*** Opening of Dataset records ***
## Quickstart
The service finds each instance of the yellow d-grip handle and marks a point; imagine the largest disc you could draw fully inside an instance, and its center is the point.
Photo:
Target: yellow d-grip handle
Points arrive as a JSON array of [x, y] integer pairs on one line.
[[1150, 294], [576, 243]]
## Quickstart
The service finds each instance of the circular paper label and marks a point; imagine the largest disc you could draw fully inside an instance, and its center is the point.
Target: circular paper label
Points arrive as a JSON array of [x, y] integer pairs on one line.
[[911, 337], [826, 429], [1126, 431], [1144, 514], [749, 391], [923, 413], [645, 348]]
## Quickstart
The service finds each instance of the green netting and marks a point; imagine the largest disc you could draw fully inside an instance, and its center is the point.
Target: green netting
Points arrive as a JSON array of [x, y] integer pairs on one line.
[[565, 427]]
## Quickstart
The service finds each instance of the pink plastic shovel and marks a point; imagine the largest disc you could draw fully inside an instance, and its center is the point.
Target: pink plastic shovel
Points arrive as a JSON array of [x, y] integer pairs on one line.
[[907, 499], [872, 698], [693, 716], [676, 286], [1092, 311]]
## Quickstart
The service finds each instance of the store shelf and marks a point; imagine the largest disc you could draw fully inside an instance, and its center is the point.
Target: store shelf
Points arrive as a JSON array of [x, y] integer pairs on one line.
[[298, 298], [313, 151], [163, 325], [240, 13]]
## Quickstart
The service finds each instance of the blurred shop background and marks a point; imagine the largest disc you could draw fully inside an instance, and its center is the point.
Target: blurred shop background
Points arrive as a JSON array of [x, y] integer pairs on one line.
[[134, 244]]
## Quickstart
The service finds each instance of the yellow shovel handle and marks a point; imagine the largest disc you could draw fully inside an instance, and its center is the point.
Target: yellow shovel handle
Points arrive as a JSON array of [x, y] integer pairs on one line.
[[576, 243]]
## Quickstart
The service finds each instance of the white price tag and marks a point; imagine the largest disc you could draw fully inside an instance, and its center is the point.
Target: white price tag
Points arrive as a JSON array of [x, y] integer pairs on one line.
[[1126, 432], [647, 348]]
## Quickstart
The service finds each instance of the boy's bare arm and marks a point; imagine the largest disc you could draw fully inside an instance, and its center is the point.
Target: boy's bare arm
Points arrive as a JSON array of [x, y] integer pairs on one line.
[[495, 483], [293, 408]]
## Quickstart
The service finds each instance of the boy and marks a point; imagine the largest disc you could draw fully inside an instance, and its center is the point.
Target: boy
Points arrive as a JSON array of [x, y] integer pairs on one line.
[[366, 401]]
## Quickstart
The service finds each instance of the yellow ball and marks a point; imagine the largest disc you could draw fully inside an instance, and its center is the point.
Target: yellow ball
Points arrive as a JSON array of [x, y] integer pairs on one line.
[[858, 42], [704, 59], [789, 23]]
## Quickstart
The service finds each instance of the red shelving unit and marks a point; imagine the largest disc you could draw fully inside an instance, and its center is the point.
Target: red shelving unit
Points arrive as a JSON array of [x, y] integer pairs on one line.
*** Close of Dataset records ***
→ **What is required**:
Give the number of lines in the records above in which the word "green" appears. Include no other text.

→ **Task output**:
2